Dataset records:

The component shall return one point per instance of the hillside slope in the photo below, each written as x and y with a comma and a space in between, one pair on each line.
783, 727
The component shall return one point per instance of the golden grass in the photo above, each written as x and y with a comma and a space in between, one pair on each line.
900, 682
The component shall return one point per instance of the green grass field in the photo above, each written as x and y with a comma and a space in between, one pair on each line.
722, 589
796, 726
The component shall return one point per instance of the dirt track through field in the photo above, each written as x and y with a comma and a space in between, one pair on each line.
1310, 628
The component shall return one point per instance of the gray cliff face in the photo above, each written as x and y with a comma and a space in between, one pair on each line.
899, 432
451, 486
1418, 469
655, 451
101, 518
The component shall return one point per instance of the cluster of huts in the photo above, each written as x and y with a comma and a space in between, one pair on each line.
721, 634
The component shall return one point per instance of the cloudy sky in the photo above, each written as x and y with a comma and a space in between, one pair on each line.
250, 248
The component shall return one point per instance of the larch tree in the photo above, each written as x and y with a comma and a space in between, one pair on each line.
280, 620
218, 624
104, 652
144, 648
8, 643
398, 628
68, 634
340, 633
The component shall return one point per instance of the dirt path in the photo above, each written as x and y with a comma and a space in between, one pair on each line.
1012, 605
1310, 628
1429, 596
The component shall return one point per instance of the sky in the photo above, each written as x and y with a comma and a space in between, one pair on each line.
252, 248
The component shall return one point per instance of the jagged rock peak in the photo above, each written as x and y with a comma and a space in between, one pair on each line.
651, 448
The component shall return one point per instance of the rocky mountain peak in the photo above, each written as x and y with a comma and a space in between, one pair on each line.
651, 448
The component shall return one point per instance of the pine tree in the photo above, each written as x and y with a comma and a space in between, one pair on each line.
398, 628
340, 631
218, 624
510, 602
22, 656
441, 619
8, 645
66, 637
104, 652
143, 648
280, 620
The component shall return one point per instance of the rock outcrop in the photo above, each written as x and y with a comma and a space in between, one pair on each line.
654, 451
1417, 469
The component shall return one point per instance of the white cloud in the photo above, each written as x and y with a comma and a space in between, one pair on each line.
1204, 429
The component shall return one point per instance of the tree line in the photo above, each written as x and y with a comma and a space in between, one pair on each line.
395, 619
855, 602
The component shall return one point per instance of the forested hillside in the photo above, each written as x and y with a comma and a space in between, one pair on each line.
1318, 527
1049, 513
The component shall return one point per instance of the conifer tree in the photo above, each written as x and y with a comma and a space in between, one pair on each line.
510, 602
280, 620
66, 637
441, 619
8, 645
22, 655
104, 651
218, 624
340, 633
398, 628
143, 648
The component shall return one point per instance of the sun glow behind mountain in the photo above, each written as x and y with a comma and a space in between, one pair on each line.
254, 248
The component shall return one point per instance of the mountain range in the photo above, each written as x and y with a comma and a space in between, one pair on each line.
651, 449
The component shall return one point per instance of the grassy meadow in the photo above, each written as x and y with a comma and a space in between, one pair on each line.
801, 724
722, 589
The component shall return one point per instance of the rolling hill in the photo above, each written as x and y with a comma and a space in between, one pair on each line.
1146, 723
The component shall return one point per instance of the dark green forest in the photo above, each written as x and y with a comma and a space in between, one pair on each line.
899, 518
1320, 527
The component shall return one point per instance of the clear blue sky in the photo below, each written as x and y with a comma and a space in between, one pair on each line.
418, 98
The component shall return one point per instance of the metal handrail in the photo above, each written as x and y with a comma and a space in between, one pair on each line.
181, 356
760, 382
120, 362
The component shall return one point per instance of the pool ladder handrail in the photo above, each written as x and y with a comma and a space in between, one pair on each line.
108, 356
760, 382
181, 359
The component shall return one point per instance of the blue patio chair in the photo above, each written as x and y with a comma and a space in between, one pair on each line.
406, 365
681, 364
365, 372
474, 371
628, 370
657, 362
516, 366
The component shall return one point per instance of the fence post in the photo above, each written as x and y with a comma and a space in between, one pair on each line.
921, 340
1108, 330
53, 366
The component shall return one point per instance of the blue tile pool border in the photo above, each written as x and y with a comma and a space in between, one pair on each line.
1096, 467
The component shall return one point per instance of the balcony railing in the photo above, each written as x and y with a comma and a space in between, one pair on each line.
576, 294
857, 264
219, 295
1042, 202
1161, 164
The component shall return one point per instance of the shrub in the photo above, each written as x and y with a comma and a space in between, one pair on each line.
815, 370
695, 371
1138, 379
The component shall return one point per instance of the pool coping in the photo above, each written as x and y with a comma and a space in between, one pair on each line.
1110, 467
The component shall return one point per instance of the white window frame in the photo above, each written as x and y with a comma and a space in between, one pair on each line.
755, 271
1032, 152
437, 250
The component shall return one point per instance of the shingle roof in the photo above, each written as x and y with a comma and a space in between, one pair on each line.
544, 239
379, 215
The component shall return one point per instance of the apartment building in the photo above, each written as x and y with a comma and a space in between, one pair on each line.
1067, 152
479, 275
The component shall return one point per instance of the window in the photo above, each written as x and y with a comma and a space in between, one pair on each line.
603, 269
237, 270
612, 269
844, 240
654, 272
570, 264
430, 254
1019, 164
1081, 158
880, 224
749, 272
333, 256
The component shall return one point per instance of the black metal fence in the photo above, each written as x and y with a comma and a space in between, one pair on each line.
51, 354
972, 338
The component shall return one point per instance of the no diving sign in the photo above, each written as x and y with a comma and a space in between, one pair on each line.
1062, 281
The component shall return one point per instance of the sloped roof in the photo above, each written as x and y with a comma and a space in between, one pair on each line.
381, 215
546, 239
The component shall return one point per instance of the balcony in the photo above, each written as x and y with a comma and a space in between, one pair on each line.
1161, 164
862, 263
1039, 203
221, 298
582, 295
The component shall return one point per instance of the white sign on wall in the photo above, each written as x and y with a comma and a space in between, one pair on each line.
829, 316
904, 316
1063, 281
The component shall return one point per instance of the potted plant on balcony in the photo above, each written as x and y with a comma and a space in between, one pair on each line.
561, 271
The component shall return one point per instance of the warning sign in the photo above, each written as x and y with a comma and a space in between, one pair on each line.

> [WHAT YOU NEED TO DO]:
Quote the whole listing above, leaving nothing out.

> [FINISHED EXERCISE]:
The component shall return one point per instance of the hillside slope in the photo below, each written as x and y with a comma and a space in between, one pair on each line.
783, 727
The component shall return one point per instance of the golden grass in the photo above, each written as x and y with a comma and a space in between, one pair on each line.
900, 682
The component shall return one point per instance of the green grass field in the photo above, each written as x and y with a comma and a space in between, one pair on each line.
722, 589
796, 726
The component shall return one point per instance of the dirt track through field in the photo above, each written as x and y with a comma and a space in between, one pair on each line.
1310, 628
The component shall return one point per instance of the gray cliff face in the photo above, each written as x and y with a comma and a space in between, one pair on each line.
899, 432
451, 486
1418, 469
655, 451
101, 518
The component shall return one point per instance of the cluster of huts in the photo above, each written as x and y with a comma and a space in between, one pair on each line.
721, 634
The component shall return one point per instance of the cloudy sky in the photo above, each written as x and y with a comma and a space in between, one pair on each line.
250, 248
The component shall return one point per instance of the larch tree in the photo above, each written as x and y with a comma and a space in between, one pair on each line.
280, 620
218, 624
104, 652
144, 648
8, 643
398, 628
68, 634
340, 633
The component shall return one point per instance of the dirt path in the photo above, each written as x and y with a comma and a space in between, one pair on each line.
1012, 605
1310, 628
1429, 596
The component shall return one point per instance of the sky in the photo above, each written as x and y with a comma and a space in between, one pair on each line.
252, 248
The component shall return one point per instance of the jagged rock peak in the photo above, each written as x and y with a comma and a space in between, one pair on each line.
651, 448
The component shall return one point per instance of the rocky mountain peak in the photo above, each written as x and y with a comma and a space in between, one pair on each line.
651, 448
The component shall return one point per instance of the pine tree in the photo above, each written as x and y with a comma and a space in between, one pair on each line.
398, 628
340, 631
218, 624
510, 602
22, 656
441, 619
8, 645
66, 637
104, 652
143, 648
280, 620
The component shall return one point per instance of the rock outcrop in the photo above, each written as x and y with a comma and a space in between, one pair on each line.
654, 451
1417, 469
The component shall return one point per instance of the white cloud in the photo above, each written as x and y with a comma and a space in between, one pair on each line.
1204, 429
The component shall return one point per instance of the tree line in the photo above, each written as x and y with a comma and a space in between, one pair on each line.
395, 619
855, 602
The component shall return one point per instance of the forested hillside in the photo above, each written as x and y with a comma and a space in between, one pair on each line.
1318, 527
1049, 513
The component shall return one point per instance of the conifer tree in the photo above, each written as x and y with a comma and a space in between, one pair on each line.
510, 602
280, 620
66, 637
441, 619
8, 645
22, 655
104, 651
218, 624
340, 633
398, 628
143, 648
The component shall return one point per instance of the sun glow behind mountain in the photo above, each written as x and y with a comma and a space in between, one pair on each line.
254, 248
The component shall return one point per instance of the mountain range in the photo above, each written as x and y with a comma and a space in between, one pair on each line.
651, 449
The component shall return one point per instance of the grassy meadow in the photo above, each written as x and y with a comma and a space in between, one pair on each line.
801, 724
722, 589
The component shall return one point per instance of the rolling hill in the photo above, each written as x and y with a comma and a space in between, one pair on each line.
1146, 723
The component shall return one point per instance of the dark green forest in the photo above, each written as x and y with a comma and a space in between, one pair on each line.
899, 518
1320, 527
The component shall return one point per instance of the clear blue sky in the photo below, each written as x and y with a comma and a space in between, one pair on each line.
418, 98
The component shall return one point per instance of the metal handrail in the photo above, each written as x and y with a comma and a space in between, one pair on each line.
181, 356
760, 382
120, 362
The component shall return one point per instance of the pool ladder handrail in the photo above, each written as x and y with a comma and a space in between, one pair on each line.
108, 356
760, 382
181, 359
The component shall return one point per instance of the blue patio chair in the photo above, each written as x and y with a comma and a space in between, one pair on each line.
406, 365
681, 364
365, 372
474, 371
628, 370
657, 362
516, 366
The component shall return one point per instance of the fence post in the photo above, each written as x and y with a comma and a space in between, one pair on each line.
921, 340
1108, 330
53, 366
The component shall return one point per instance of the blue tile pool border in the photo above, each written as x and y with a comma and a space in between, one pair on each line.
1096, 467
The component shall return one point per instance of the balcony railing in the photo above, each written as x and y with a comma and a space in between, one pair on each line.
576, 294
857, 264
219, 295
1042, 202
1161, 164
The component shall return one point per instance of the shrub in the photo above, each written as x and y with a comma and a space in between, one pair on each line.
815, 370
695, 371
1138, 379
The component shall return one point per instance of the pool coping in the photo above, each written as x and y with a comma and a space in between, one pair on each line.
1110, 467
The component shall return one point per instance of the white window frame in the photo above, each written as x and y with a comma and a space in between, one pair on each line.
755, 271
1032, 152
437, 250
The component shall return one point per instance of the shingle roof in the photo above, each written as x and y with a comma and a space in between, one pair on each line.
544, 239
379, 215
The component shall return one point per instance of the apartment building in the photo above, each written as x and y with a comma and a space in between, one pair on each line.
1067, 152
479, 275
The component shall return one point per instance of the window in the photo above, each written as x and y with a comma and a space in between, one pair on each line.
603, 269
237, 270
612, 269
844, 240
654, 272
570, 264
430, 254
1019, 164
1081, 158
880, 224
749, 272
333, 256
The component shall return one point per instance of the black metal fence in the photo above, each written as x and y with a comma and a space in between, one pair on each line.
51, 354
972, 338
The component shall return one point per instance of the no diving sign in the photo above, each written as x and y with a comma and a space in between, one pair on each line.
1062, 281
The component shall return one point per instance of the sloped roof in the photo above, each written as x and y with a comma and a space in between, one pair on each line.
381, 215
546, 239
The component shall return one point per instance of the balcony in the photo above, each written as x and y with a comma and a space in between, one pair on each line.
1161, 164
862, 263
1039, 203
221, 298
582, 295
The component shall return one point per instance of the white sign on wall in the photo above, each written as x and y with a comma and a space in between, one pair on each line.
829, 316
904, 316
1063, 281
The component shall return one point per instance of the potted plant on balcony in the photo above, each written as x and y with a comma and a space in between, one pair on each line.
561, 271
The component shall return one point per instance of the warning sign in the photo above, each written as x and y with a comma and a space in between, one pair on each line.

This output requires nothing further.